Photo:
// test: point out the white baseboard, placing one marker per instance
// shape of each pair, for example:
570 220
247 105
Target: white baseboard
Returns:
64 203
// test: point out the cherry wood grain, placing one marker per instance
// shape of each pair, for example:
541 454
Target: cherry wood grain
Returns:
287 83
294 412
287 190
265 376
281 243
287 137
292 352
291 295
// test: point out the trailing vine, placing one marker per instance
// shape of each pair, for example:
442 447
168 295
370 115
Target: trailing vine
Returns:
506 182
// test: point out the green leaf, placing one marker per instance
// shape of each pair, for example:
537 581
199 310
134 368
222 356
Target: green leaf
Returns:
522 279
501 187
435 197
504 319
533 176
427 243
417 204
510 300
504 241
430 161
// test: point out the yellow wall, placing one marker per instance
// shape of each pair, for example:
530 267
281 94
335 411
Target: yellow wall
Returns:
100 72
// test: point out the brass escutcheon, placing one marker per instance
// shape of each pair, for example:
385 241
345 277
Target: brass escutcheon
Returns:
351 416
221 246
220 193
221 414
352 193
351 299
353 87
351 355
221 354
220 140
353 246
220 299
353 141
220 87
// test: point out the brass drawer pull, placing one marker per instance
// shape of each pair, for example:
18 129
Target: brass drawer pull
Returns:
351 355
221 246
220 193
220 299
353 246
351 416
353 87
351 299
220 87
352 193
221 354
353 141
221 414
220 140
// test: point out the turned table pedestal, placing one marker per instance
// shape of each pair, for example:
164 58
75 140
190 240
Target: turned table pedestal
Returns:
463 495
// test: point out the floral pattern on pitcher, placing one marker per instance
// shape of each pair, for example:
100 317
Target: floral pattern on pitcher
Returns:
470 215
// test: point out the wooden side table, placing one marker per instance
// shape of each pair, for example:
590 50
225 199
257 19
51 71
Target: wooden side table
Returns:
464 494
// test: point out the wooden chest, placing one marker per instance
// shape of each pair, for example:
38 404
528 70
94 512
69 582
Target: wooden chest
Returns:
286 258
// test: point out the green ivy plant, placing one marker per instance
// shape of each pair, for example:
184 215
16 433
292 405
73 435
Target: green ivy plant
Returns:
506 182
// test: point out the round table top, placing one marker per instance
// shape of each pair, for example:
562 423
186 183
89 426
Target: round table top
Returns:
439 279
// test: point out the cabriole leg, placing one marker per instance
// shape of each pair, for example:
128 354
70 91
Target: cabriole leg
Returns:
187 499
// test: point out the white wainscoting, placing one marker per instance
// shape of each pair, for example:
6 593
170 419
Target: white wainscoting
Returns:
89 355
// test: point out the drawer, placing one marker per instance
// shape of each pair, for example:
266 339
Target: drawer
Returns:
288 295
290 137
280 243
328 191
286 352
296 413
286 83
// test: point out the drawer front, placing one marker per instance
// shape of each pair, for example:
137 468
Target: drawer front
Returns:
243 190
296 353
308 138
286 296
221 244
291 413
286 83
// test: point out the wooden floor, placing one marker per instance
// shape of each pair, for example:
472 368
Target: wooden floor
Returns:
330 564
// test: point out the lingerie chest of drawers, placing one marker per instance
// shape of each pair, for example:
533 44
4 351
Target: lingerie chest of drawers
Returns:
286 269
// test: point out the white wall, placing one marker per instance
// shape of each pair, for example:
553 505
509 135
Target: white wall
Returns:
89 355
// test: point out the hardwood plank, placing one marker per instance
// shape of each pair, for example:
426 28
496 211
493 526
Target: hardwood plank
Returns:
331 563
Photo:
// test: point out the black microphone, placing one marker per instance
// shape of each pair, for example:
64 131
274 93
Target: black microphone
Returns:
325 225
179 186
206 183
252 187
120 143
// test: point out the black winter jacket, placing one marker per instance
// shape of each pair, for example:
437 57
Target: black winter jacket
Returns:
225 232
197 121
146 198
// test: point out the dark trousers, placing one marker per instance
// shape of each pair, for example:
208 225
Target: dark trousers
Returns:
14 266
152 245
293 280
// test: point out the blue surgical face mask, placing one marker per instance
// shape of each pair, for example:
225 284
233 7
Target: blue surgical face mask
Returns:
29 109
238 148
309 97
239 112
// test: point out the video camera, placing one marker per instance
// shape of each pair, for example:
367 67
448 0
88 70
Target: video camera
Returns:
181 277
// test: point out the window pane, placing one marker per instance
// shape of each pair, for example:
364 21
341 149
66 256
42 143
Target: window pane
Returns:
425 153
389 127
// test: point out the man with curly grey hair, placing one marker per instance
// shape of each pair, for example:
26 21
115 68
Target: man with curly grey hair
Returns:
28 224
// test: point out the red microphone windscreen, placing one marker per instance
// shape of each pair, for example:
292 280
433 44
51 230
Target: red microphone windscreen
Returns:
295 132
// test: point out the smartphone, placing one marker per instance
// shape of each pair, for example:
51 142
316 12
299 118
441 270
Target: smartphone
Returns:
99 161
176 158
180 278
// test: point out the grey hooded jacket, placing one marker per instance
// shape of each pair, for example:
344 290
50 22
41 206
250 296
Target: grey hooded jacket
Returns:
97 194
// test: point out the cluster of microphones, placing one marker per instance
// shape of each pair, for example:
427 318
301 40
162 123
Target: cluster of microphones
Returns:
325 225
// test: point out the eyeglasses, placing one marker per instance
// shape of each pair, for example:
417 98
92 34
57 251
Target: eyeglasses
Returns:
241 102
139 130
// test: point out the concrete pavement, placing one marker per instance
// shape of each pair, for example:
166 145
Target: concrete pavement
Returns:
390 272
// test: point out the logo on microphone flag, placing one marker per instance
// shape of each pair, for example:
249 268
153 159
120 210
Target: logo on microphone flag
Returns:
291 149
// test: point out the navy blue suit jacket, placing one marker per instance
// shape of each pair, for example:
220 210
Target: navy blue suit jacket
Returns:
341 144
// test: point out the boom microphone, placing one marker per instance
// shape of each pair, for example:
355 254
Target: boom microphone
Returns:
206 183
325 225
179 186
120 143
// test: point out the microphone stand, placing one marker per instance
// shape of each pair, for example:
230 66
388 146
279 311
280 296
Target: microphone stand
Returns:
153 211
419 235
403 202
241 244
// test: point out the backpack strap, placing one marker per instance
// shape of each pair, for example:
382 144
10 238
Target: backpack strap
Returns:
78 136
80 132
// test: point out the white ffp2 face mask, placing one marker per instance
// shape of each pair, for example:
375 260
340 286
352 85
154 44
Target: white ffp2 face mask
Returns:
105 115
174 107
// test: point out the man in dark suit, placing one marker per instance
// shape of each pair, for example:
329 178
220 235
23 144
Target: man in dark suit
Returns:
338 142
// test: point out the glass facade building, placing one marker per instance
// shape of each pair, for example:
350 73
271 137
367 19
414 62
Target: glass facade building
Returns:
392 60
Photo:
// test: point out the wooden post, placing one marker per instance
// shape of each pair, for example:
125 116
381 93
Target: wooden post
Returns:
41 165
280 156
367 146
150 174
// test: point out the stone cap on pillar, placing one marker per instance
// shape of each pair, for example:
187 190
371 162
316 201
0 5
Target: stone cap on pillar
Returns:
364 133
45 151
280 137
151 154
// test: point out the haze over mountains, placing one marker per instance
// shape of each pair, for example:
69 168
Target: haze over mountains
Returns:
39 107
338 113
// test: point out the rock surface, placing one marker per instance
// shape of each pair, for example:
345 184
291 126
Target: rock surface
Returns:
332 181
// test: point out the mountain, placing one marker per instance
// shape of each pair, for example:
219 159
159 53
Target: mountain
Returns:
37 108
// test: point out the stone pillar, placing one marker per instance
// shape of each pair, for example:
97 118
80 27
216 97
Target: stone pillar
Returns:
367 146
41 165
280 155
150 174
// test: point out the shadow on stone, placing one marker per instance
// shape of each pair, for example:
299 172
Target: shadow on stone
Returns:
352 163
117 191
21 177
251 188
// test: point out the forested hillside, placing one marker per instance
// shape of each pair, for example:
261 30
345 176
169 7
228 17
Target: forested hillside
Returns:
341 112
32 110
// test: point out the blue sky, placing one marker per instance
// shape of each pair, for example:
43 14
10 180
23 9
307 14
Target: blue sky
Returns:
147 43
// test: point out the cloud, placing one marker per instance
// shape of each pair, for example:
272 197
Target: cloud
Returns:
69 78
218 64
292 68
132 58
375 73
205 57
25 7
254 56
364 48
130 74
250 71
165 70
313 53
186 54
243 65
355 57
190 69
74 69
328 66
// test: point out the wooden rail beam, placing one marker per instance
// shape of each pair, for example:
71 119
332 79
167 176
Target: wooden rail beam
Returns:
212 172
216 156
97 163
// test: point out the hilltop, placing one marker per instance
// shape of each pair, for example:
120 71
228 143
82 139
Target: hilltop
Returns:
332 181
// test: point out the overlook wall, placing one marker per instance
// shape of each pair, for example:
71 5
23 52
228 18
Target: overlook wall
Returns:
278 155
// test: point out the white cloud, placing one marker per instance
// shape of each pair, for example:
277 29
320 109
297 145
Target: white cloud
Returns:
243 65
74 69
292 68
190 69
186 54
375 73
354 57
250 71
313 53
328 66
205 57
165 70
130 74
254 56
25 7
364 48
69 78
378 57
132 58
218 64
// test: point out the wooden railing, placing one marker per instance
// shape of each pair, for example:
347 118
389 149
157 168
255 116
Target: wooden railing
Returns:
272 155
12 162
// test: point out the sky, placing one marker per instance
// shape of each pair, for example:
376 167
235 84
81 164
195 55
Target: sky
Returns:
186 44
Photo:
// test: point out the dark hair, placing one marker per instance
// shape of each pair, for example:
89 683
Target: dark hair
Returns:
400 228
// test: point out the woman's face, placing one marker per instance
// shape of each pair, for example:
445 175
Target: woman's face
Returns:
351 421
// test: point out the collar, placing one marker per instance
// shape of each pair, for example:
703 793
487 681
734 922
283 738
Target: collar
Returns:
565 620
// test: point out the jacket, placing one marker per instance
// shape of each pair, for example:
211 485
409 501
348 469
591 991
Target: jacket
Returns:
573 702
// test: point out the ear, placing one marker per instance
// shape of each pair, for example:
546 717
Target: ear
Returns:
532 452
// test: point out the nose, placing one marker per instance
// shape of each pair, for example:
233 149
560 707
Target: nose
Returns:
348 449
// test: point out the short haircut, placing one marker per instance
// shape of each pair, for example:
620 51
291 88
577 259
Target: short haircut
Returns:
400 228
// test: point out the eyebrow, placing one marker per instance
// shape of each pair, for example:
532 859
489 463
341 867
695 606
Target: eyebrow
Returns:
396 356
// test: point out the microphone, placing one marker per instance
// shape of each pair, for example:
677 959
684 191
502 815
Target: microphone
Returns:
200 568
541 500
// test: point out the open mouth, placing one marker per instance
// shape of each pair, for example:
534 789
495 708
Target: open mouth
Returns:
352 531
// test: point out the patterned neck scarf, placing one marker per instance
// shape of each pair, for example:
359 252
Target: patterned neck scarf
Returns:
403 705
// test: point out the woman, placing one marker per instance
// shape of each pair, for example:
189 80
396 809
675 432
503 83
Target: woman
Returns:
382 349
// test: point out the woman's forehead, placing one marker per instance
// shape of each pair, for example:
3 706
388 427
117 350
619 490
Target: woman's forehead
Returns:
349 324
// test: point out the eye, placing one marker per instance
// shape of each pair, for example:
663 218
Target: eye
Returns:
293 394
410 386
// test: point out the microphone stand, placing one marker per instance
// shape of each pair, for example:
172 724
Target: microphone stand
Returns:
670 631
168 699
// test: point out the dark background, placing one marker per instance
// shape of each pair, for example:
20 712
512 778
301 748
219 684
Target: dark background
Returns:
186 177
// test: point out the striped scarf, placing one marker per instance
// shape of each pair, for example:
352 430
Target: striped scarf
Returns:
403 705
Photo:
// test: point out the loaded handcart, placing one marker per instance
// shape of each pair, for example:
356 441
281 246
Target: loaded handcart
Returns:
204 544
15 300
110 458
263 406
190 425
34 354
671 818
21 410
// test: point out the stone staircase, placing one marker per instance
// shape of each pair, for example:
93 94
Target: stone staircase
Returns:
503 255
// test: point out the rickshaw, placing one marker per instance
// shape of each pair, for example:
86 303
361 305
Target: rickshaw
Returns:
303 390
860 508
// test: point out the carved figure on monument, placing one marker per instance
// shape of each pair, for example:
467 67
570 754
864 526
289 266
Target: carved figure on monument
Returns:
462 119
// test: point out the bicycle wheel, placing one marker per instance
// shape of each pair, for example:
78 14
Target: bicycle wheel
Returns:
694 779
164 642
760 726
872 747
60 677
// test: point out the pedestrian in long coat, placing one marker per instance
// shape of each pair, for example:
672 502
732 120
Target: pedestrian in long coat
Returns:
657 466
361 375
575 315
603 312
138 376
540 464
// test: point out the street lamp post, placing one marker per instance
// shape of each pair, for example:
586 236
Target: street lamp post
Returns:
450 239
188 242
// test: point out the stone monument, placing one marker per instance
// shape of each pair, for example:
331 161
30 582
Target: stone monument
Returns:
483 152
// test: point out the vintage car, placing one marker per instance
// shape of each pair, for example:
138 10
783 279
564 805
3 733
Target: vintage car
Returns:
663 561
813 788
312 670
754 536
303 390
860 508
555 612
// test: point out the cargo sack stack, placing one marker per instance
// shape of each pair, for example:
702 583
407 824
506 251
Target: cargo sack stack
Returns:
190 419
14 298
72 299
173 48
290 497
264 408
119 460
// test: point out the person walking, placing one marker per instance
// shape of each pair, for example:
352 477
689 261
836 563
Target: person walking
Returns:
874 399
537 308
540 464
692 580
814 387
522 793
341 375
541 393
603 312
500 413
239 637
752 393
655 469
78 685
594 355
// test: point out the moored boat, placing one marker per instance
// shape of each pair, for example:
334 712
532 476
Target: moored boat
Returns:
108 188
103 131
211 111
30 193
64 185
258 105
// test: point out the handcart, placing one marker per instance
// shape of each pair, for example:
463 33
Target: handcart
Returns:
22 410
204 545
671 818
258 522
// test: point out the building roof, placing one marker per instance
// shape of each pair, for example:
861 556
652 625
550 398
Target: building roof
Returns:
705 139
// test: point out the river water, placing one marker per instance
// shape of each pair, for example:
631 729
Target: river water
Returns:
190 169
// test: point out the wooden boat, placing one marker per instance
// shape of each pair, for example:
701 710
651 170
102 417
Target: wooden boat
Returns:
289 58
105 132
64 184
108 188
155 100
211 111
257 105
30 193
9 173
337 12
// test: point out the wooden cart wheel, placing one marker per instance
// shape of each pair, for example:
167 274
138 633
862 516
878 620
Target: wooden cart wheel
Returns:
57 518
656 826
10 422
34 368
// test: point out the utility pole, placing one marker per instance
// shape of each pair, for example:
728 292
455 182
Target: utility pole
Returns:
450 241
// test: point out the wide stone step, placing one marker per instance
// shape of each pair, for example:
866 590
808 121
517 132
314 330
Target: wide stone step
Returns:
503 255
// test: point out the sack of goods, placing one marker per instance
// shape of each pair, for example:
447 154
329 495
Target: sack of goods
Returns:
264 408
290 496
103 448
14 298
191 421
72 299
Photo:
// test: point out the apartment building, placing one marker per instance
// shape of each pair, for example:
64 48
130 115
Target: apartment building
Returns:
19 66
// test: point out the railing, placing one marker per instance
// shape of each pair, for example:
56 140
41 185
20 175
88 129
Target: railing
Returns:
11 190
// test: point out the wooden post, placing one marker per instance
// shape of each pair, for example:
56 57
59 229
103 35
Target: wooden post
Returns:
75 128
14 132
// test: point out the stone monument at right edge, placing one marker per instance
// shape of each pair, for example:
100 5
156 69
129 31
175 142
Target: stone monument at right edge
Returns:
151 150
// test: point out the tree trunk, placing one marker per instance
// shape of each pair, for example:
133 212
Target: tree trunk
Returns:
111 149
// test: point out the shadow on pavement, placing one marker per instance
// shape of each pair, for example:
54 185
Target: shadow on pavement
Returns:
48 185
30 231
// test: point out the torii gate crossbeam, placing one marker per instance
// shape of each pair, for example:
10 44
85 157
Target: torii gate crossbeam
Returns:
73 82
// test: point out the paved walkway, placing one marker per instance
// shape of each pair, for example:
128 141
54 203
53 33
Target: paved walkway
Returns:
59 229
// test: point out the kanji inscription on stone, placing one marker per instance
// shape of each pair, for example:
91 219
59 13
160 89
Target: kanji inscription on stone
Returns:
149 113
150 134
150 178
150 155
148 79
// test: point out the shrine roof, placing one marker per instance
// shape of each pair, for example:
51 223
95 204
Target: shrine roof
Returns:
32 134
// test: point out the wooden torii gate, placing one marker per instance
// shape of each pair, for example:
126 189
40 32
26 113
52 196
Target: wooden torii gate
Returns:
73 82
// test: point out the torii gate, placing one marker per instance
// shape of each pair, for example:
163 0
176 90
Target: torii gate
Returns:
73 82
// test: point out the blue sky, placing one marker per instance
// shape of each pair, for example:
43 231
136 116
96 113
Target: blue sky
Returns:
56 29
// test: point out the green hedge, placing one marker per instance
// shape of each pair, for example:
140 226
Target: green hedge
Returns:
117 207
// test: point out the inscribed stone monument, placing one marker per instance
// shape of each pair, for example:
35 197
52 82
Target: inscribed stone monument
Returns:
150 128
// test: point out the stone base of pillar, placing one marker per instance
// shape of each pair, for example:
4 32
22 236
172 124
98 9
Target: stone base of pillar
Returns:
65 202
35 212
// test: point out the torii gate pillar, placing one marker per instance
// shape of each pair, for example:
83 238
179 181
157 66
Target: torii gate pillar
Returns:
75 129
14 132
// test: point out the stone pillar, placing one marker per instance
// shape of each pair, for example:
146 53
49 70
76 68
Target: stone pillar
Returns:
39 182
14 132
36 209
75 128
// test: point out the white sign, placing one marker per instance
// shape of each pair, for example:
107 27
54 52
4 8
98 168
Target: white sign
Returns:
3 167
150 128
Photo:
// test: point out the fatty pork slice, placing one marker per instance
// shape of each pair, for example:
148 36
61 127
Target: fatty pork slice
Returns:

______

## Challenge:
Return the lines beginning at the one that contains "gate pillar, placing one marker per instance" and continuing through the last line of the data, exactly as they stand and without any others.

## Reply:
// test: point out the torii gate pillar, placing one marker per instance
// shape of each pair, for example:
83 238
179 181
157 66
Target: torii gate pillar
Returns:
75 129
14 132
// test: point out the stone pillar, placing one marker per instance
// shape of each pair, for example:
146 53
49 70
76 68
Target: stone pillar
Returns:
39 182
14 132
36 209
75 128
// test: point out the white sign, placing one marker per instance
// shape of each pair, for example:
107 27
54 52
4 8
98 168
Target: white sign
Returns:
3 167
150 128
Photo:
// test: point out the fatty pork slice, placing one marker per instance
// shape of each pair, for example:
148 36
61 127
Target: fatty pork slice
Returns:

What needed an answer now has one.